■ AIM:
Turn all of the records below into a numbered list of their lines, skipping any blank lines and leaving out the pictures.
☆ ☆ ☆ ☆ ☆
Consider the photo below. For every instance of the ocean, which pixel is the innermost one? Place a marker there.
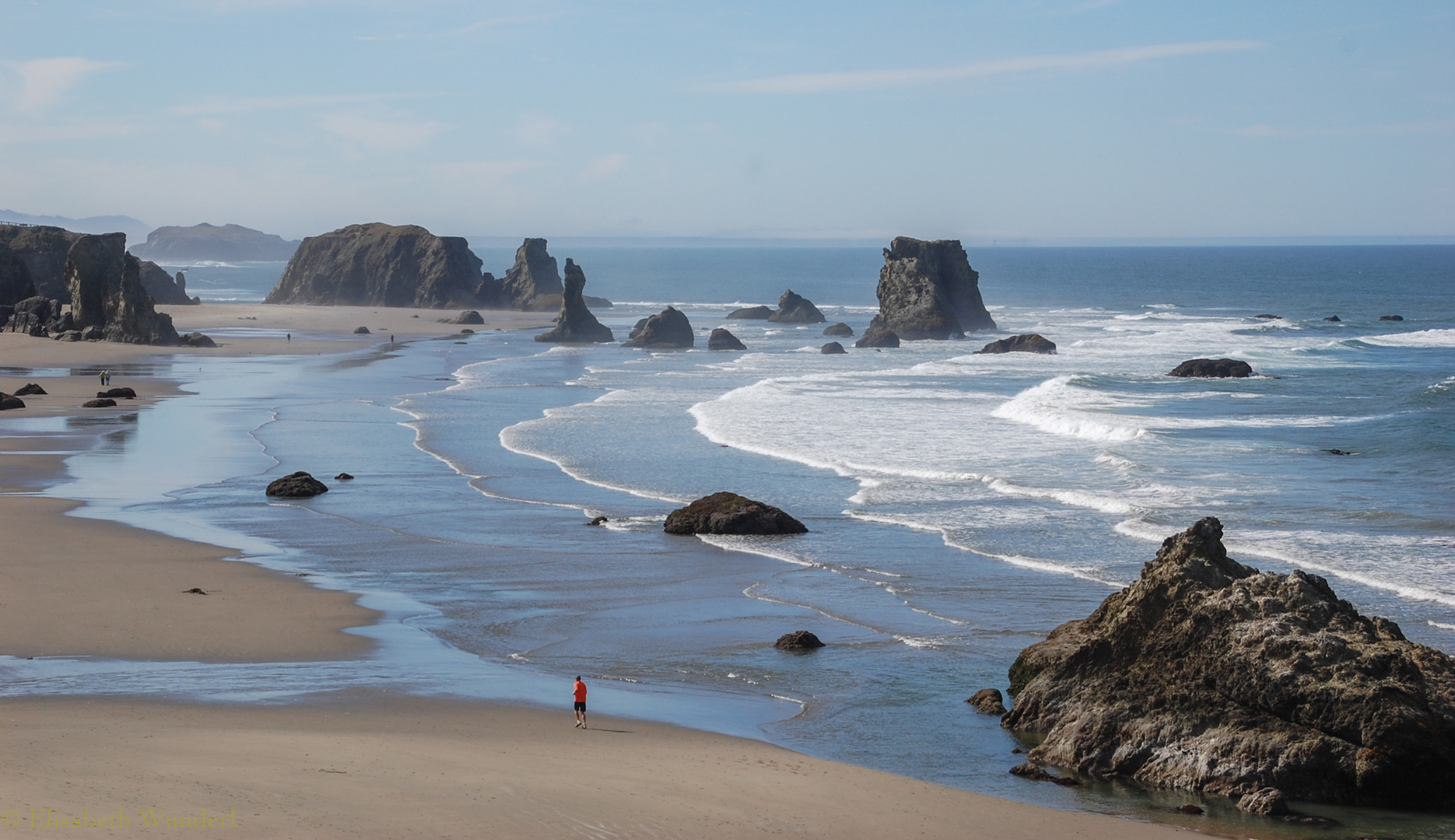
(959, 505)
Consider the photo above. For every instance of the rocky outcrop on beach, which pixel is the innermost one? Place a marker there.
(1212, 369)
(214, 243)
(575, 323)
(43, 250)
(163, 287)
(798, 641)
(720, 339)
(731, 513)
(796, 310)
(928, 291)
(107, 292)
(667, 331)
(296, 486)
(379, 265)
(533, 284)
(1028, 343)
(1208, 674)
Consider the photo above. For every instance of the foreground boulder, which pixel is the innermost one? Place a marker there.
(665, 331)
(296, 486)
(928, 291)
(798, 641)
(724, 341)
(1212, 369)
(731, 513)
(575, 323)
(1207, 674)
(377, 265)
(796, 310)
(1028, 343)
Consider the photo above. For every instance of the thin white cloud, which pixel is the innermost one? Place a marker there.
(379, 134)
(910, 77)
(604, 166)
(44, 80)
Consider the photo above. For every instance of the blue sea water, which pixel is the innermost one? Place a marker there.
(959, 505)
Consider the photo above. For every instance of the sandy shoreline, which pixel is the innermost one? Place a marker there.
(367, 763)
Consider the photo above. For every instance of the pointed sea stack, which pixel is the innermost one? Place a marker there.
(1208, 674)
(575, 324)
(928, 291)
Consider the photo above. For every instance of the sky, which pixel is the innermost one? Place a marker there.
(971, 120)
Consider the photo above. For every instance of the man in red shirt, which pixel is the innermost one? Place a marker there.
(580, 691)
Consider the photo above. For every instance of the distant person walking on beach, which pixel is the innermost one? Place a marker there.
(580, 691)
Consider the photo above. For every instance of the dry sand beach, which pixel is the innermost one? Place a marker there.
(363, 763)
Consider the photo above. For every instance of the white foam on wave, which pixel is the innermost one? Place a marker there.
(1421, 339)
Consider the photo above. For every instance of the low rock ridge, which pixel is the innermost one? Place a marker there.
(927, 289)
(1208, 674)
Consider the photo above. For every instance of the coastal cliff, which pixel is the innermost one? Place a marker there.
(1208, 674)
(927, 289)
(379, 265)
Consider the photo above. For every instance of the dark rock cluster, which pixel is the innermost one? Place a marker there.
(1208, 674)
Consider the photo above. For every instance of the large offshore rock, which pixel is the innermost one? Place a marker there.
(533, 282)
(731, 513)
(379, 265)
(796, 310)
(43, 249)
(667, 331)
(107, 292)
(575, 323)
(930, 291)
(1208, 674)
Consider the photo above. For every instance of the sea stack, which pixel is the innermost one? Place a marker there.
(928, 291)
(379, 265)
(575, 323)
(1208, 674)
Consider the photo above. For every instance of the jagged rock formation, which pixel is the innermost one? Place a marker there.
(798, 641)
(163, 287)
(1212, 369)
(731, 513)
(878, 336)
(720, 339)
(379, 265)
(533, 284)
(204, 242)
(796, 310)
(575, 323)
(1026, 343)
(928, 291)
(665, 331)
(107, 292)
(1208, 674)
☆ ☆ ☆ ☆ ☆
■ CORRECT ANSWER:
1. Consider the photo below. For every instance of the ocean, which pixel is the innermost one? Place a marker there.
2. (959, 505)
3. Consider the photo above. For every instance of the rocky outcrop on beach, which pixel is the innermost one? Place a marker there.
4. (1212, 369)
5. (214, 243)
6. (575, 323)
7. (43, 250)
8. (163, 287)
9. (798, 641)
10. (720, 339)
11. (731, 513)
12. (796, 310)
13. (928, 291)
14. (107, 292)
15. (667, 331)
16. (296, 486)
17. (379, 265)
18. (533, 284)
19. (1028, 343)
20. (1208, 674)
21. Consider the photo above. For every instance of the foreground boulder, which pixel is the innermost one? Place a marker there.
22. (665, 331)
23. (296, 486)
24. (928, 291)
25. (798, 641)
26. (724, 341)
27. (1212, 369)
28. (731, 513)
29. (575, 323)
30. (1207, 674)
31. (377, 265)
32. (796, 310)
33. (1028, 343)
34. Consider the photo above. For every instance of the thin white cloud, which pixel is the innermost one? Place a marker there.
35. (379, 134)
36. (910, 77)
37. (604, 166)
38. (44, 80)
39. Consider the photo above. For every instance of the blue sea water, which pixel is the innermost one? Place a marker there.
40. (959, 505)
41. Consider the photo above. For every instance of the sandy shoreline, which pixel is the innermost one? Place a marker there.
42. (367, 763)
43. Consider the photo above. For every instance of the pointed sea stack, which pixel is the innermost one? Place a marker there.
44. (1208, 674)
45. (575, 324)
46. (928, 291)
47. Consider the photo above. For every instance of the sky, which pixel is the innermost one? Place a marker there.
48. (971, 120)
49. Consider the photo above. For every instance of the man in red shirt, which pixel is the innermost one? Place a marker there.
50. (580, 691)
51. Consider the photo above. For every instance of the distant person walking on beach, which pixel is the innermost one? Place a marker there.
52. (580, 691)
53. Consider the photo above. For every instance of the dry sand beach, which pixel is the innermost one? Place a marker there.
54. (363, 763)
55. Consider the photo above. For every instance of the white foam on wave, which pixel is the innermost one? Place a marker there.
56. (1421, 339)
57. Consider the photo above. For every instance of the low rock ridge, which pixel is the innermost one? Place a marker there.
58. (927, 289)
59. (1208, 674)
60. Consider the photo above. For every instance of the coastal cliff, which pixel is the innermost one? Place a marker there.
61. (1208, 674)
62. (927, 289)
63. (379, 265)
64. Consider the photo above. For every instance of the dark rock cluster, which pixel is the innermost one? Place a marker there.
65. (1208, 674)
66. Consider the photo above. For every instance of the large offshore rock, which pixel is the innermost one? Place a marker there.
67. (533, 282)
68. (731, 513)
69. (379, 265)
70. (796, 310)
71. (43, 249)
72. (667, 331)
73. (107, 292)
74. (575, 323)
75. (930, 291)
76. (1208, 674)
77. Consider the photo above. For every instance of the sea stack, which pixel is the innermost one? Place a marker there.
78. (928, 291)
79. (379, 265)
80. (575, 323)
81. (1208, 674)
82. Consider the photo above. For every instance of the jagged rock formation, which pixel is the innermost one? Place a marker there.
83. (798, 641)
84. (163, 287)
85. (1212, 369)
86. (731, 513)
87. (878, 336)
88. (720, 339)
89. (379, 265)
90. (533, 284)
91. (204, 242)
92. (796, 310)
93. (575, 323)
94. (1026, 343)
95. (928, 291)
96. (665, 331)
97. (107, 292)
98. (1208, 674)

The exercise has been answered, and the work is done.